**EXTRAIT DU DOCUMENT**
################
Le 23 janvier 1873, l'abbé Caumont, curé d'Heurteauville, tire sa révérence. Il n'eut pas l'honneur d'inhumer le premier maire d'Heurteauville qui, deux jours après son départ, rendit l'âme. Les curés d'Yainville puis du Trait allaient venir biner la paroisse quelques mois jusqu'à ce que, le 11 décembre 1873, Sabatier installe enfin l'abbé Boulanger au presbytère. Celui-ci était flanqué d'un domestique, Albert Petit.

En avril 1874, l'archevêque de Rouen, Mgr de Bonnechose, est annoncé à Heurteauville. Sabatier, à la tête des habitants, l'attend de pied ferme sur la rive, près de l'église, là où, dans la nuit, l'ingénieur des Ponts & Chaussées, a fait aménager une cale de débarquement. Et le voilà, le prélat, à bord d'une péniche des douanes qui se détache des berges de Jumièges. Sabatier s'incline dès que l'archevêque pose pied à terre puis le conduit à l'église. Bonnechose la visite avec intérêt puis, à l'extérieur, on lui montre l'emplacement où s'élèvera bientôt un presbytère. C'est que, depuis 1865, on loue à Pierre-Victor Boutard une maison destinée au curé et elle est en bien mauvais état. Mais bientôt, l'archevêque remonte à bord de sa péniche et met le cap sur Le Trait. 

En 1875, Sabatier mettait en chantier son presbytère. Le 22 août de cette année-là, son conseil décida de maintenir le chemin allant de l'église au cimetière en l'état. Ce qui déplut à l'archevêque qui s'en ouvrit au préfet et nous y reviendrons.
################
**LIGNES DE DONNÉES**
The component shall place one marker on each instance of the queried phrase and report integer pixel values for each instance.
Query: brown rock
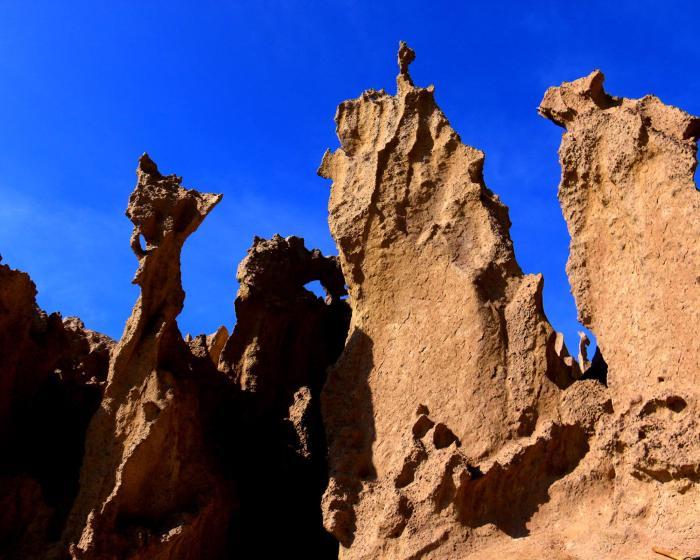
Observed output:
################
Prolongez le récit consacré à la paroisse d'Heurteauville en reprenant juste après sa dernière phrase.

Sabatier vit avec plaisir son fils s'associer avec un imprimeur d'Elbeuf pour créer une entreprise de chaufourniers bien en vue sur les hauteurs du passage d'eau de Jumièges


Entre Seine et cimetière, l'ancien presbytère avec son potager, son cellier, son verger. Jean-Yves Marchand a matérialisé en rouge le nouveau presbytère mis en chantier par Sabatier.

Le 14 janvier 1876, une lettre du curé, l'abbé Boulenger à son vicaire général, nous rappelle l'historique des édifices religieux d'Heurteauville.

Monsieur le maire de la commune d'Heurteauville reçoit à l'instant un avis de M. Le Préfet de bien vouloir faire connaître l'origine de la propriété presbytérale dont la réponse doit lui être faite en date du 15 du courant, ainsi conçue :

La commune ne possède aucun titre au-delà de 1868 lors de son érection en commune  mais dit-il ce qu'il y a de certain (par l'histoire et la tradition) que lors de l'érection de la chapelle en 1727, les habitants ont acheté ladite propriété pour l'entretien et le logement d'un chapelain ; mais on a ni titre  et on ne connaît pas non plus le nom du propriétaire de qui ont aurait acheté cette propriété puis revendique comme toujours l'usage qu'on eu les habitants de passer dans cette propriété et le vœu actuel d'un minorité. Voici les faits tels que l'histoire nous les donne. 

Remarquez bien, Monsieur le vicaire général que Heurteauville a toujours été hameau de Jumièges et qu'il n'est commune que depuis 1868 et érigé en succursale en 1865, donc qu'il ne peuvent jusqu'à cette époque (1868), revendiquer aucuns droits de commune.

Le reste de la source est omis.